## EXERCISE AIM
Extract each line in the records below that contains the string "seed", matching case exactly.

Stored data
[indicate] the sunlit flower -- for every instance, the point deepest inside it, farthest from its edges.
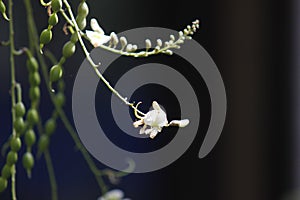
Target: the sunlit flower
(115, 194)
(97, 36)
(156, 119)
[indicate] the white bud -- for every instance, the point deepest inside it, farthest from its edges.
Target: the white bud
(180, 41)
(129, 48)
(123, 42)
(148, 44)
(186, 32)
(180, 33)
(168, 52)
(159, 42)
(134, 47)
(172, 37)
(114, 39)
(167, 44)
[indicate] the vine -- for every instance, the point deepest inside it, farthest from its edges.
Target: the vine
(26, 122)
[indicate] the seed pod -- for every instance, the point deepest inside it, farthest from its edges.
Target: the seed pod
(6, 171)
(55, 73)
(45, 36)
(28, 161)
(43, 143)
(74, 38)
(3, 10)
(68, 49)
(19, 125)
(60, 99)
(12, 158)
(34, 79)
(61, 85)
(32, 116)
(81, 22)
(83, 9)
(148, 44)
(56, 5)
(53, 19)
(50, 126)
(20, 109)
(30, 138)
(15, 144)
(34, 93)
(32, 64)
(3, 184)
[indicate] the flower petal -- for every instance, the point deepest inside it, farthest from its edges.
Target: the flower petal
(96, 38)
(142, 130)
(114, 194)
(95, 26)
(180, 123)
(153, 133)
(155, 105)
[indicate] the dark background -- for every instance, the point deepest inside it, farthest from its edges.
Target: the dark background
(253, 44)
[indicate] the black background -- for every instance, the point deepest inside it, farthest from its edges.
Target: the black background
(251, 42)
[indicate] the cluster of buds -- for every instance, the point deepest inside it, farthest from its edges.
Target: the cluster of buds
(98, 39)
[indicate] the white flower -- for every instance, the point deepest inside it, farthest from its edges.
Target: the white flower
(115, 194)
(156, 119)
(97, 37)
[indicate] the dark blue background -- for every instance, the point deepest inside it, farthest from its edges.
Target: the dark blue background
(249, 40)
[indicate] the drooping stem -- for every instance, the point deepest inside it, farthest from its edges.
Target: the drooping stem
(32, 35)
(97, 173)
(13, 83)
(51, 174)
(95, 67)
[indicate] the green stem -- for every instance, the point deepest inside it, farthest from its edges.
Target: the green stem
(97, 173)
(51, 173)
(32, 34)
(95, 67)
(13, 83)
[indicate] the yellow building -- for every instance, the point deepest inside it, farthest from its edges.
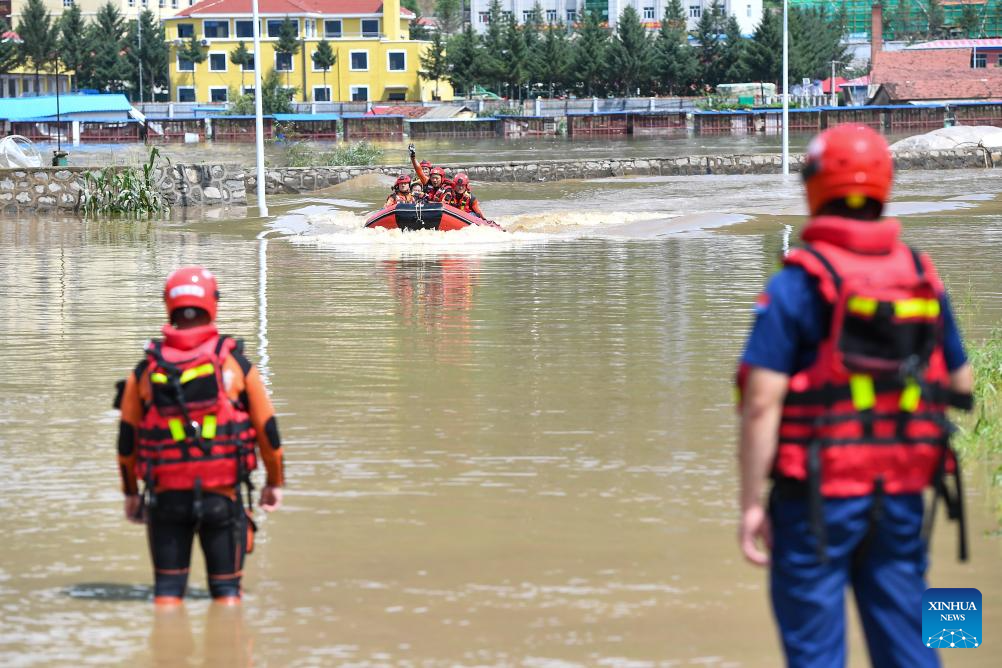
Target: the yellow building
...
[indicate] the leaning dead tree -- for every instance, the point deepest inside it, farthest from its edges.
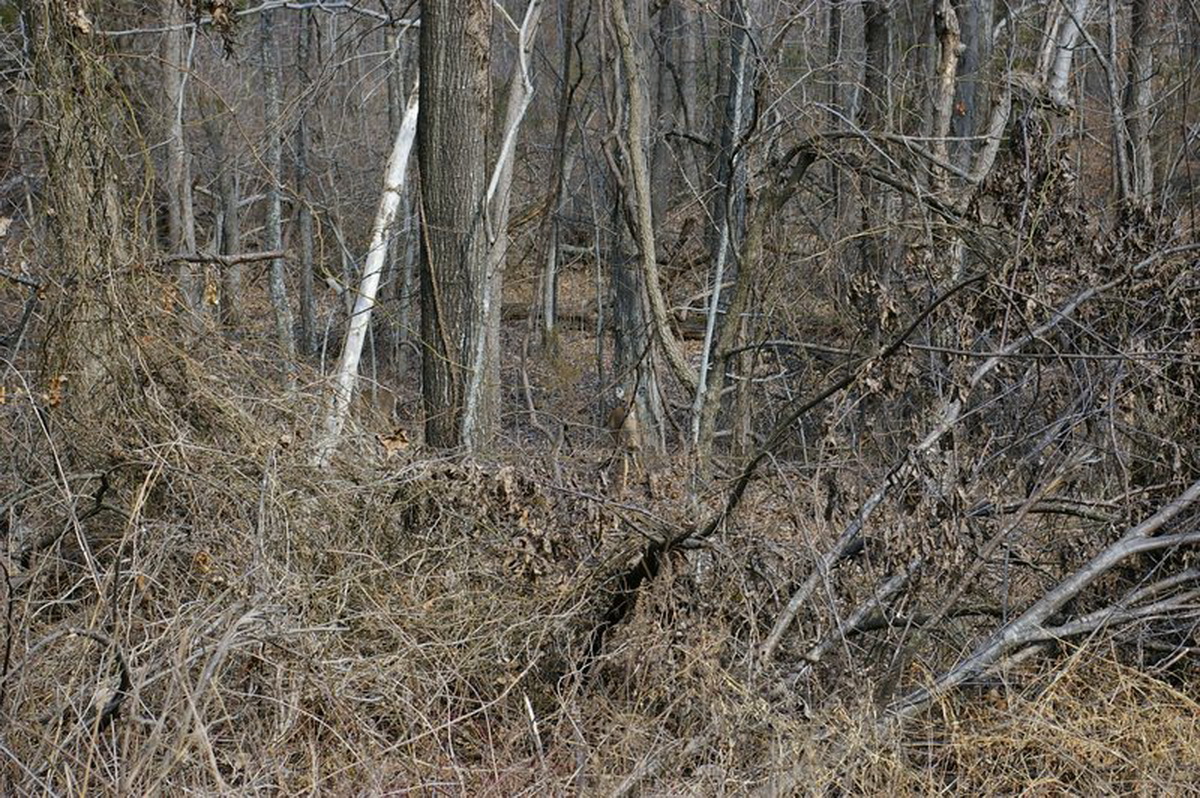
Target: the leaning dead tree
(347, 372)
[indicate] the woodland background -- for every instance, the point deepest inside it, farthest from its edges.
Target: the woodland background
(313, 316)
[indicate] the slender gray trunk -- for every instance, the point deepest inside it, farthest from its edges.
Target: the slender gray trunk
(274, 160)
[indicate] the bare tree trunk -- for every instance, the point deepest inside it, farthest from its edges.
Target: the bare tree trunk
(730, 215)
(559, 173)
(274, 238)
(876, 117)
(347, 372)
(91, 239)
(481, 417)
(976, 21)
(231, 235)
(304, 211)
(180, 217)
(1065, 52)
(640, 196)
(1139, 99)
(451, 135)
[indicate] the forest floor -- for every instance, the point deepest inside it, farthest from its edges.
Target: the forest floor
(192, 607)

## REPLY
[indicate] the seed pod -- for every instance, the point deepest inside it, farthest from its edges.
Target: the seed pod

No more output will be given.